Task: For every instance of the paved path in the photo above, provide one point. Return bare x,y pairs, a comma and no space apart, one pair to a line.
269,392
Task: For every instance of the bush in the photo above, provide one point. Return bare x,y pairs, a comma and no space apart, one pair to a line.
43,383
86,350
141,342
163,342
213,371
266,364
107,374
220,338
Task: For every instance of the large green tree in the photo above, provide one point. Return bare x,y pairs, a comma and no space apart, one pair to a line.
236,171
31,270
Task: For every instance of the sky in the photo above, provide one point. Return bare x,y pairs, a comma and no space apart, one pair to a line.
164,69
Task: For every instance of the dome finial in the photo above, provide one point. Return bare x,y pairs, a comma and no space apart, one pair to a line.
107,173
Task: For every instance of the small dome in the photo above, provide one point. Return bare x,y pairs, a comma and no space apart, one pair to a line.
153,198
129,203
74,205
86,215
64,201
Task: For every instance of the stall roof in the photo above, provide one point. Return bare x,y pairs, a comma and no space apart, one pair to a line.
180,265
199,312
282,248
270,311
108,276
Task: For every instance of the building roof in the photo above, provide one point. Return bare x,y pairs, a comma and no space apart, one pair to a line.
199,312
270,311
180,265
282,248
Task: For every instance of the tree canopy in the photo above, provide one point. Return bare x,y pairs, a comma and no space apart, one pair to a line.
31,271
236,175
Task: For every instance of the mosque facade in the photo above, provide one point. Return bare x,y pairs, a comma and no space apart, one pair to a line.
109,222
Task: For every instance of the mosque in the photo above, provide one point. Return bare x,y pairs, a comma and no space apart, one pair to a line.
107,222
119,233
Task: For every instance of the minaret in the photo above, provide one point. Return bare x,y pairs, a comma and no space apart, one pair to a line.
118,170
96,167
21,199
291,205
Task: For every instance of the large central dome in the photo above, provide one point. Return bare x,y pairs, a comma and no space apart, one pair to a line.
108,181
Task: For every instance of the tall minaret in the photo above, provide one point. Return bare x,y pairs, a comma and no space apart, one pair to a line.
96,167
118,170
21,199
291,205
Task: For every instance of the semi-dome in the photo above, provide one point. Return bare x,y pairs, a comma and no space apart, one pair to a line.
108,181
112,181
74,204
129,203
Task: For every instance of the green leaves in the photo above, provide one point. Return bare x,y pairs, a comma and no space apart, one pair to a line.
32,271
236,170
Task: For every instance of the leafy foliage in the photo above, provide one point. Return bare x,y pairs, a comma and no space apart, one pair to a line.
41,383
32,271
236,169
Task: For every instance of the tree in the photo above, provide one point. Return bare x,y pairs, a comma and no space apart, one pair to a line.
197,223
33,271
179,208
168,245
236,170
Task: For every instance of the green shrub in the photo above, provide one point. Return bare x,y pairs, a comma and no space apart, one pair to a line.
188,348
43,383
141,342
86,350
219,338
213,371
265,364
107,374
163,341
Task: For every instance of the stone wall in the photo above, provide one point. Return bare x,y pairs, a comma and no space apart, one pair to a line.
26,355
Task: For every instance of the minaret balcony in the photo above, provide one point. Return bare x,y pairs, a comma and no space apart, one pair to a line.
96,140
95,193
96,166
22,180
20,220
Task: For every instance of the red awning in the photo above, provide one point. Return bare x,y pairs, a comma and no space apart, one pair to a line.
========================================================================
WHAT IS BEING ASKED →
Quote all of the items above, word for word.

TASK ANSWER →
Task: For every instance of the paved path in the photo above, provide one point. Return bare x,y pairs, a comma and no space apart, one pair to a line.
269,392
Task: For every instance of the bush in the photo above, provide one point. Return bare x,y pairs, a comma and no space apart, one pair to a line.
43,383
86,350
141,342
163,342
213,371
266,364
107,374
220,338
Task: For every instance of the large green tree in the photo above, provide one point. Return bare x,y pairs, a comma and no space apart, one pair to a line.
236,171
31,270
Task: For every instance of the sky in the photo above, provide one point. Return bare x,y pairs, a comma and no space apart, one pair to a line.
164,69
Task: For every instance of the dome finial in the photo above, provide one point. Return bare x,y pairs, a comma and no space apart, one pair to a line.
107,173
Task: For every instance of the small dome in the photo above, provide one point. Return bare x,y pairs, a comma and no space apart, one pair to a line.
153,198
129,203
74,205
86,215
64,201
Task: For every instance of the stall roof in the photo above, provide one point. Return bare x,y pairs, a comma and no space apart, one pair to a line.
180,265
199,312
282,248
270,311
108,276
Task: For every instance of the building roof in the photo above, provide one point. Return bare x,y pairs, a comma and no space apart, one pair to a line.
199,312
270,311
180,265
282,248
Task: For every instance of the tree canopy in the photo above, provide one point. Return bare x,y pairs, a comma and no space apart, one pair to a line.
31,271
236,175
Task: For every instance of the mosque facade in the photo above, provide one point. Return bare x,y pairs, a comma and no space apart, one pair to a line.
109,222
Task: For every instance of the mosque in the photo above, provide one point. Return bare x,y pairs, a comma and no space apart, one pair to a line.
107,222
119,233
Task: For every instance of the minaret in the photo above, provide one point. Return bare x,y pairs, a comma and no space apart, one pair to a line.
118,170
96,167
21,199
291,205
Task: For every instance of the large central dome in the photo above, provide one point. Return bare x,y pairs, a comma and no space apart, one pair to a line.
108,181
Task: For every instance of the tall minaret in the photo above, provide one point. Return bare x,y pairs, a comma and no space apart, one pair to a line.
96,167
118,170
21,199
291,205
Task: For every instance of the semi-dome in the photo above, provide one point. Return bare x,y pairs, a comma and no space apart, one pair to a line.
108,181
112,181
74,204
129,203
Task: For every instance of the green leaves in the photo above, provide one point. Return bare x,y pairs, a comma and no space apart, one pair to a line.
32,271
236,170
Task: For every instance of the leafy foliage in the photo above, provide one point. Return bare x,y pairs, a comma and no space apart, one pair to a line.
41,383
32,271
236,169
Task: For every instance of the tree in the photo above, provide one point. Return bare x,y pairs, a comma and no space apart, one pair to a line.
197,223
33,271
179,208
168,245
236,170
Task: For every instance of the green shrub in the photo above, provide one point. Return bare x,y pairs, a comma and no space apart, one pair to a line.
188,348
43,383
141,342
86,350
219,338
213,371
265,364
107,374
163,341
Task: For every instance of the stone wall in the photo above, provide one point. Return bare x,y pairs, a comma and no space apart, one pair to a line.
26,355
Task: For every instance of the minaret balcony in the photo above, provide one point. Return bare x,y pairs, a comma and no space apart, one pair to a line.
96,140
95,193
96,166
22,180
20,220
Task: For every instance of the red awning in the photo above, provide one point. Return bare x,y pairs, a comma and no space apart, one pair to a line.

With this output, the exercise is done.